··· Texte à lire ···

DU NOUVEAU DANS LE CYBERESPACE QUÉBÉCOIS

« LA NATION » entre en scène

Le combat pour la survie, l'affirmation et l'épanouissement culturel, économique, social et politique de la nation québécoise

A6e612fe8c857a77ffa1872bb62f7605

Chronique de Richard Le Hir

De Vigile à La Nation


En 2010, quinze ans après le référendum de 1995 dans lequel mes fonctions de ministre délégué à la Restructuration responsable de la préparation des études référendaires m’ont propulsé bien malgré moi à l’avant-scène, j’ai repris contact avec l’univers politique en intervenant de plus en plus régulièrement sur le site Vigile, aux encouragements de son fondateur et animateur, Bernard Frappier, dont j’en profite pour saluer la mémoire.


En 2012, gravement malade et sentant sa fin proche, Bernard Frappier commença à m’associer au fonctionnement de Vigile avec l’idée de m’en confier la relève à son décès qu’il savait imminent et qui survint effectivement en septembre 2012, quelques jours après le retour au pouvoir du Parti Québécois sous la houlette de Pauline Marois.


L’animation d’un site comme Vigile est une tâche très lourde. Bernard Frappier y consacrait tout son temps, 18h/j, 7j/s, 12m/a. Revue de presse quotidienne des grands titres de l’actualité nationale et internationale, sélection des textes retenus, lecture et sélection des articles soumis par les lecteurs, modération des commentaires, mise en ligne du tout, un véritable esclavage si la tâche n’est pas morcelée et répartie entre plusieurs personnes.

··· Données enregistrées ···

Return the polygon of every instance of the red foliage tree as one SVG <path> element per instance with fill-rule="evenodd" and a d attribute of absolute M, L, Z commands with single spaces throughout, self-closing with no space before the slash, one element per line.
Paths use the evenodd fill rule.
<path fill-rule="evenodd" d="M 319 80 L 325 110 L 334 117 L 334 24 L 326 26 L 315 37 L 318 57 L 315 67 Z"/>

···

--- Tâches à faire ---
1. Dans la chronique sur Vigile et La Nation, à quel moment Bernard Frappier est-il mort ?
2. Traduisez en anglais cette phrase de la chronique sur Vigile et La Nation : « L’animation d’un site comme Vigile est une tâche très lourde. »
3. Poursuivez la chronique sur Vigile et La Nation à partir de sa dernière phrase.

--- Réponses ---
1. En septembre 2012, quelques jours après le retour au pouvoir du Parti Québécois.

2. Running a site like Vigile is a very heavy task.

3.
Alimenter et faire fonctionner un tel site quotidiennement à un degré élevé de qualité, recruter, intéresser et motiver des collaborateurs sans moyen de les rémunérer, et se défendre contre les attaques en justice de ceux qui cherchent par leurs manœuvres à vous discréditer dans l’arène politique ou vous empêcher de diffuser des informations sur leurs magouilles ou leurs malversations en ne disposant que d’un budget famélique requière un niveau d’énergie et d’engagement qui use et désabuse rapidement même les plus résistants.


D’autant plus qu’il faut demeurer en tout temps à la fine pointe de l’information, à l’affût de la moindre évolution dans la dynamique des événements ou dans l’opinion publique, de manière à commenter intelligemment et rapidement les développements lorsqu’ils surviennent. Et le fait que ces événements puissent s’inscrire aussi bien dans le temps court que dans le temps long ne fait qu’ajouter au défi intellectuel de la tâche.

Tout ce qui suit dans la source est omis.